Put each line of the items below into a JSON list of strings, one string per line, skipping any blank lines.

Items from a labeling collection:
++++++++++++++++++++

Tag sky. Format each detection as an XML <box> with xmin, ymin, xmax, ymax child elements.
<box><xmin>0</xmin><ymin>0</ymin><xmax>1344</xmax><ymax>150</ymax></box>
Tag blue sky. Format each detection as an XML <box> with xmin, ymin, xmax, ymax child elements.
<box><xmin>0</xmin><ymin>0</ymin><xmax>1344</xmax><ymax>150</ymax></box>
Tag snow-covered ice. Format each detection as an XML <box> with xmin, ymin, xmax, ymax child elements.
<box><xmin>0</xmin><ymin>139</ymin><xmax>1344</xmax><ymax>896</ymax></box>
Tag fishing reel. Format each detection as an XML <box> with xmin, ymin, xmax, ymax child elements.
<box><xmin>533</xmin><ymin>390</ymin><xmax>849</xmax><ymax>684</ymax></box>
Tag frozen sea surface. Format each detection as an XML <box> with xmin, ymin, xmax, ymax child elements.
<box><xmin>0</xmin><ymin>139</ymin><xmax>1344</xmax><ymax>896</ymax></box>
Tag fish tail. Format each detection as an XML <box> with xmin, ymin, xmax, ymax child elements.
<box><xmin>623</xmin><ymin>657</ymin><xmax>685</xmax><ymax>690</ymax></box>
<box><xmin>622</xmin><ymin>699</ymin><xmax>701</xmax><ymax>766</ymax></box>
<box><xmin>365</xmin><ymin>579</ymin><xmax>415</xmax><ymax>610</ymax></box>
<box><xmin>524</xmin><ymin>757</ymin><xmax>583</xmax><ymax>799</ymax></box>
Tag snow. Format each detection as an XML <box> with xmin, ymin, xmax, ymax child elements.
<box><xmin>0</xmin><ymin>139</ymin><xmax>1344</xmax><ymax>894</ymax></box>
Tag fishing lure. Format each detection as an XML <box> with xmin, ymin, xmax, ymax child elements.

++++++++++++++++++++

• [WRITTEN REPLY]
[
  "Tag sky. Format each detection as an XML <box> with xmin, ymin, xmax, ymax child elements.",
  "<box><xmin>0</xmin><ymin>0</ymin><xmax>1344</xmax><ymax>150</ymax></box>",
  "Tag blue sky. Format each detection as an XML <box> with xmin, ymin, xmax, ymax child elements.",
  "<box><xmin>0</xmin><ymin>0</ymin><xmax>1344</xmax><ymax>150</ymax></box>",
  "Tag snow-covered ice. Format each detection as an XML <box> with xmin, ymin, xmax, ymax child elements.",
  "<box><xmin>0</xmin><ymin>139</ymin><xmax>1344</xmax><ymax>896</ymax></box>",
  "Tag fishing reel. Format each detection as an XML <box> with xmin, ymin, xmax, ymax child elements.",
  "<box><xmin>533</xmin><ymin>390</ymin><xmax>849</xmax><ymax>684</ymax></box>",
  "Tag frozen sea surface. Format each detection as an XML <box> with xmin, ymin, xmax, ymax child elements.",
  "<box><xmin>0</xmin><ymin>139</ymin><xmax>1344</xmax><ymax>896</ymax></box>",
  "Tag fish tail. Format each detection as an XML <box> with xmin, ymin, xmax, ymax child elements.",
  "<box><xmin>623</xmin><ymin>657</ymin><xmax>685</xmax><ymax>690</ymax></box>",
  "<box><xmin>622</xmin><ymin>699</ymin><xmax>701</xmax><ymax>766</ymax></box>",
  "<box><xmin>365</xmin><ymin>579</ymin><xmax>415</xmax><ymax>610</ymax></box>",
  "<box><xmin>524</xmin><ymin>757</ymin><xmax>583</xmax><ymax>799</ymax></box>",
  "Tag snow. Format each detection as an XML <box> with xmin, ymin, xmax, ymax child elements.",
  "<box><xmin>0</xmin><ymin>139</ymin><xmax>1344</xmax><ymax>894</ymax></box>",
  "Tag fishing lure. Format each detection as an XML <box> with xmin, ymin, xmax, ymax child elements."
]